Aim of the exercise: Return each line of the items below with no changes.
* Begin Records supplied *
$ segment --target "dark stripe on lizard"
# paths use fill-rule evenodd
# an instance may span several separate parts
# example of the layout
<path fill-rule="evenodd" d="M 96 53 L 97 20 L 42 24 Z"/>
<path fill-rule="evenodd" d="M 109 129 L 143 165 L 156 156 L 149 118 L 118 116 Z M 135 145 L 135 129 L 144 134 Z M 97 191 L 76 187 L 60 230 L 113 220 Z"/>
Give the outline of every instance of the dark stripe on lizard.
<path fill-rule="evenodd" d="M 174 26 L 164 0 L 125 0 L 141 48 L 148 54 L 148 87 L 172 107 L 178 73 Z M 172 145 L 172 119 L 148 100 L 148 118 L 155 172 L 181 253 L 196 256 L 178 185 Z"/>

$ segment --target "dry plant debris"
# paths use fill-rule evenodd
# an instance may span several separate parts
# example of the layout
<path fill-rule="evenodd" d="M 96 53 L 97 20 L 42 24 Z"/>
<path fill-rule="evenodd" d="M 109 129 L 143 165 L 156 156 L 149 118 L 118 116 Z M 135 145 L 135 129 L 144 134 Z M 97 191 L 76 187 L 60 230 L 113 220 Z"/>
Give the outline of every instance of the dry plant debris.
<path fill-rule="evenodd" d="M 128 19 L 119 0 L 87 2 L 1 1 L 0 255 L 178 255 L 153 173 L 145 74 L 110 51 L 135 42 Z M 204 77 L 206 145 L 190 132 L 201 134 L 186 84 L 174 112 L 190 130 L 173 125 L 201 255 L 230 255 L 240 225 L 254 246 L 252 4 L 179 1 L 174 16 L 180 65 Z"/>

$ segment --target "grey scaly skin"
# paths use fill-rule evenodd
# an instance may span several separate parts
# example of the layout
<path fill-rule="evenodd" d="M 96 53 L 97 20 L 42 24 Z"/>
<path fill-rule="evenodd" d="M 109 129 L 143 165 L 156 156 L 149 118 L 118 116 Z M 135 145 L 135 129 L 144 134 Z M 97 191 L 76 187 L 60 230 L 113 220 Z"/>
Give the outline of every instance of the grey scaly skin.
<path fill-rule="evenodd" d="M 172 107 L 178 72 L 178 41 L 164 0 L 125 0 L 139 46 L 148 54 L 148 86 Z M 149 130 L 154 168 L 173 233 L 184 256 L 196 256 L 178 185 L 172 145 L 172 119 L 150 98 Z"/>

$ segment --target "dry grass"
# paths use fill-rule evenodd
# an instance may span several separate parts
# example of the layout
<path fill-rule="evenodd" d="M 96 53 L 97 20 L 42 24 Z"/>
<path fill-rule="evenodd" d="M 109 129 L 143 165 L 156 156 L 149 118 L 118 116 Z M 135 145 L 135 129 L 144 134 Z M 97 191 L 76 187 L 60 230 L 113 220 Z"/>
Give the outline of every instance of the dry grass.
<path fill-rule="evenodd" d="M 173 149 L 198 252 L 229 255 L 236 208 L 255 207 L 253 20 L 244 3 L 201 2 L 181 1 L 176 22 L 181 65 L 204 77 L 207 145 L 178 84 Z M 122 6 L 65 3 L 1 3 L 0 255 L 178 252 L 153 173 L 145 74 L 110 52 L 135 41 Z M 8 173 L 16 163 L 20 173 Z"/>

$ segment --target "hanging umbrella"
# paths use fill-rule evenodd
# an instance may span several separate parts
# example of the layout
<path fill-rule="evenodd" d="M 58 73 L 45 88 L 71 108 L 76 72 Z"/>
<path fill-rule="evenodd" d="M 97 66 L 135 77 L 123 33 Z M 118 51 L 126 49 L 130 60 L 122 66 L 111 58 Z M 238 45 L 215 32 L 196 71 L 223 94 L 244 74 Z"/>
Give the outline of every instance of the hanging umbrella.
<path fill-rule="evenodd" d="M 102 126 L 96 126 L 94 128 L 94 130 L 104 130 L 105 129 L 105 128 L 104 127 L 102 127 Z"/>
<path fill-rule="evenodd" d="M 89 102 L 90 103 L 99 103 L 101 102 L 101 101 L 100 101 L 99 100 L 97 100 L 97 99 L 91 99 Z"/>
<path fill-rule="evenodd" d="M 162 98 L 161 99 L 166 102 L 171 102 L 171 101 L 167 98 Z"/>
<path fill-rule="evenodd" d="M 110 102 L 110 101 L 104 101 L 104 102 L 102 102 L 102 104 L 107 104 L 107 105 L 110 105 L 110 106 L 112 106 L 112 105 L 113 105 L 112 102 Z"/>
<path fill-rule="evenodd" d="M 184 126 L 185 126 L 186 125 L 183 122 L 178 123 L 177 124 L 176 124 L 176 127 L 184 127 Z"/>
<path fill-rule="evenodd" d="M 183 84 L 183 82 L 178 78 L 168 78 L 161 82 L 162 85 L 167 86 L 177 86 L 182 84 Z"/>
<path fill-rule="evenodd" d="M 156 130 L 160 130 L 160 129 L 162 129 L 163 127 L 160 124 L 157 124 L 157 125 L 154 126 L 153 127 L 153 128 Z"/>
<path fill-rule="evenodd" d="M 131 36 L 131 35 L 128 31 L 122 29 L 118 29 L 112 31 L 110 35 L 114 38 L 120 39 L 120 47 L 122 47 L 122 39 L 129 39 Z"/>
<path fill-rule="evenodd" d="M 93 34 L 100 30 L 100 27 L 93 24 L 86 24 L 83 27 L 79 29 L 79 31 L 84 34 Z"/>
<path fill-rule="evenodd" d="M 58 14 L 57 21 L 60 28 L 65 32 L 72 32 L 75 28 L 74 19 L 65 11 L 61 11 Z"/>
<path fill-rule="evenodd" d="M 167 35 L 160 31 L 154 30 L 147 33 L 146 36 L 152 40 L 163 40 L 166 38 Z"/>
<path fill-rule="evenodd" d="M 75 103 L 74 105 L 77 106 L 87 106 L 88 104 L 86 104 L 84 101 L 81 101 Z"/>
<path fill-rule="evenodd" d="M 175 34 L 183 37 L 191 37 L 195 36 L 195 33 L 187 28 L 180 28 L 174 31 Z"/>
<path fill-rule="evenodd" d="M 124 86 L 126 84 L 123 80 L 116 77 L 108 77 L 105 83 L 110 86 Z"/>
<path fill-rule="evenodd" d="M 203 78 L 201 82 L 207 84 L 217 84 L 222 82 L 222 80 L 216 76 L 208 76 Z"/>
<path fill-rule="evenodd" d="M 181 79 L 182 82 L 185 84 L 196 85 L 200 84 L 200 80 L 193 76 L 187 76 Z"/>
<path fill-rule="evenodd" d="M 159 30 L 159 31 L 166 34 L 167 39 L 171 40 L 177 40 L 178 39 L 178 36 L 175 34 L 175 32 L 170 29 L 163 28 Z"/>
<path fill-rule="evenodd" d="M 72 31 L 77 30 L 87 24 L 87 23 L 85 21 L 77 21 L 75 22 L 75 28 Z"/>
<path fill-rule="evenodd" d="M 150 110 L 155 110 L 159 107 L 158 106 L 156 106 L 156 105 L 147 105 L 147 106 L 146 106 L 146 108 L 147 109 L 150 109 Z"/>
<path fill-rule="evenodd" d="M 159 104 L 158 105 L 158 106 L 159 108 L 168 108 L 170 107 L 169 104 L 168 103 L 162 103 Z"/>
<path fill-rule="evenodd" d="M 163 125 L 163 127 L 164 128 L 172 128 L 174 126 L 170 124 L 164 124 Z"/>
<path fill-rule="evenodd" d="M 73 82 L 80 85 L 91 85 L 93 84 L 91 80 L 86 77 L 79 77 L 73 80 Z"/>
* End Records supplied *
Exercise solution:
$ segment --target "dark stripe on lizard"
# paths use fill-rule evenodd
# an instance may span several separate parts
# example of the layout
<path fill-rule="evenodd" d="M 96 53 L 97 20 L 42 24 Z"/>
<path fill-rule="evenodd" d="M 109 129 L 143 165 L 156 156 L 149 118 L 118 116 Z M 135 145 L 135 129 L 144 134 Z M 97 191 L 76 187 L 60 230 L 113 220 Z"/>
Give the outline of every instance of the dark stripe on lizard.
<path fill-rule="evenodd" d="M 174 26 L 164 0 L 125 0 L 141 48 L 148 54 L 148 87 L 172 107 L 178 73 Z M 172 145 L 172 119 L 148 100 L 148 118 L 155 172 L 181 253 L 196 256 L 178 185 Z"/>

$ segment --target "dry plant debris"
# paths use fill-rule evenodd
# an instance may span several separate parts
# example of the layout
<path fill-rule="evenodd" d="M 96 53 L 97 20 L 42 24 Z"/>
<path fill-rule="evenodd" d="M 109 129 L 143 165 L 156 156 L 149 118 L 118 116 Z M 135 145 L 135 129 L 144 134 Z M 97 191 L 76 187 L 60 230 L 113 220 Z"/>
Give the outline of every instance of the dry plant debris.
<path fill-rule="evenodd" d="M 128 19 L 119 0 L 87 2 L 1 1 L 0 255 L 178 255 L 153 173 L 145 74 L 110 51 L 135 42 Z M 204 77 L 206 145 L 190 132 L 201 134 L 186 84 L 174 112 L 190 130 L 173 125 L 201 255 L 230 255 L 240 225 L 254 246 L 252 4 L 179 1 L 174 16 L 180 65 Z"/>

$ segment --target "grey scaly skin"
# paths use fill-rule evenodd
# an instance may span several separate parts
# example of the layout
<path fill-rule="evenodd" d="M 96 53 L 97 20 L 42 24 Z"/>
<path fill-rule="evenodd" d="M 109 129 L 143 165 L 156 156 L 149 118 L 118 116 Z M 135 145 L 135 129 L 144 134 Z M 97 191 L 76 187 L 60 230 L 113 220 Z"/>
Give the outline of every instance of the grey scaly skin.
<path fill-rule="evenodd" d="M 172 107 L 178 72 L 178 41 L 164 0 L 125 0 L 139 46 L 148 54 L 148 86 Z M 149 130 L 154 168 L 173 233 L 184 256 L 196 256 L 178 185 L 172 145 L 172 119 L 150 98 Z"/>

$ segment --target "dry grass"
# paths use fill-rule evenodd
# an instance may span several separate parts
# example of the layout
<path fill-rule="evenodd" d="M 96 53 L 97 20 L 42 24 Z"/>
<path fill-rule="evenodd" d="M 109 129 L 143 165 L 156 156 L 149 118 L 118 116 Z M 135 145 L 135 129 L 144 134 Z M 97 191 L 76 187 L 60 230 L 113 220 Z"/>
Give the outline of every instance of the dry grass.
<path fill-rule="evenodd" d="M 173 149 L 198 252 L 229 255 L 236 208 L 255 207 L 253 20 L 244 3 L 201 2 L 181 1 L 176 22 L 181 65 L 204 77 L 207 145 L 178 84 Z M 122 6 L 65 3 L 1 3 L 0 255 L 178 252 L 153 173 L 145 74 L 110 52 L 135 41 Z M 8 173 L 16 163 L 20 173 Z"/>

$ segment --target "hanging umbrella"
# paths use fill-rule evenodd
# an instance may span several separate parts
# example of the layout
<path fill-rule="evenodd" d="M 58 73 L 45 88 L 71 108 L 76 72 Z"/>
<path fill-rule="evenodd" d="M 97 66 L 135 77 L 123 33 Z M 118 51 L 126 49 L 130 60 L 122 66 L 111 58 Z M 238 45 L 215 32 L 196 71 L 223 94 L 244 74 Z"/>
Give the outline of every instance of the hanging umbrella.
<path fill-rule="evenodd" d="M 102 126 L 96 126 L 94 128 L 94 130 L 104 130 L 105 129 L 105 128 L 104 127 L 102 127 Z"/>
<path fill-rule="evenodd" d="M 89 102 L 90 103 L 99 103 L 101 102 L 101 101 L 100 101 L 99 100 L 97 100 L 97 99 L 91 99 Z"/>
<path fill-rule="evenodd" d="M 162 98 L 161 99 L 166 102 L 171 102 L 171 101 L 167 98 Z"/>
<path fill-rule="evenodd" d="M 110 102 L 110 101 L 104 101 L 104 102 L 102 102 L 102 104 L 107 104 L 107 105 L 110 105 L 110 106 L 112 106 L 112 105 L 113 105 L 112 102 Z"/>
<path fill-rule="evenodd" d="M 184 126 L 185 126 L 186 125 L 183 122 L 178 123 L 177 124 L 176 124 L 176 127 L 184 127 Z"/>
<path fill-rule="evenodd" d="M 183 84 L 183 82 L 178 78 L 168 78 L 161 82 L 162 85 L 167 86 L 177 86 L 182 84 Z"/>
<path fill-rule="evenodd" d="M 156 130 L 160 130 L 160 129 L 162 129 L 163 127 L 160 124 L 157 124 L 157 125 L 154 126 L 153 127 L 153 128 Z"/>
<path fill-rule="evenodd" d="M 131 36 L 131 35 L 128 31 L 122 29 L 118 29 L 112 31 L 110 35 L 114 38 L 120 39 L 120 47 L 122 47 L 122 39 L 129 39 Z"/>
<path fill-rule="evenodd" d="M 93 34 L 100 30 L 100 27 L 93 24 L 86 24 L 83 27 L 79 29 L 79 31 L 84 34 Z"/>
<path fill-rule="evenodd" d="M 58 14 L 57 21 L 60 28 L 65 32 L 72 32 L 75 28 L 74 19 L 65 11 L 61 11 Z"/>
<path fill-rule="evenodd" d="M 167 35 L 160 31 L 154 30 L 147 33 L 146 36 L 152 40 L 163 40 L 166 38 Z"/>
<path fill-rule="evenodd" d="M 75 103 L 74 105 L 77 106 L 87 106 L 88 104 L 86 104 L 84 101 L 81 101 Z"/>
<path fill-rule="evenodd" d="M 175 34 L 183 37 L 191 37 L 195 36 L 195 33 L 187 28 L 180 28 L 174 31 Z"/>
<path fill-rule="evenodd" d="M 124 86 L 126 84 L 123 80 L 116 77 L 108 77 L 105 83 L 110 86 Z"/>
<path fill-rule="evenodd" d="M 203 78 L 201 82 L 207 84 L 217 84 L 222 82 L 222 80 L 216 76 L 208 76 Z"/>
<path fill-rule="evenodd" d="M 181 79 L 182 82 L 185 84 L 196 85 L 200 84 L 200 80 L 193 76 L 187 76 Z"/>
<path fill-rule="evenodd" d="M 159 30 L 159 31 L 166 34 L 167 39 L 171 40 L 177 40 L 178 39 L 178 36 L 175 34 L 175 32 L 170 29 L 163 28 Z"/>
<path fill-rule="evenodd" d="M 72 31 L 77 30 L 87 24 L 87 23 L 85 21 L 77 21 L 75 22 L 75 28 Z"/>
<path fill-rule="evenodd" d="M 150 110 L 155 110 L 159 107 L 158 106 L 156 106 L 156 105 L 147 105 L 147 106 L 146 106 L 146 108 L 147 109 L 150 109 Z"/>
<path fill-rule="evenodd" d="M 159 104 L 158 105 L 158 106 L 159 108 L 168 108 L 170 107 L 169 104 L 168 103 L 162 103 Z"/>
<path fill-rule="evenodd" d="M 163 125 L 163 127 L 164 128 L 172 128 L 174 126 L 170 124 L 164 124 Z"/>
<path fill-rule="evenodd" d="M 73 82 L 80 85 L 91 85 L 93 84 L 91 80 L 86 77 L 79 77 L 73 80 Z"/>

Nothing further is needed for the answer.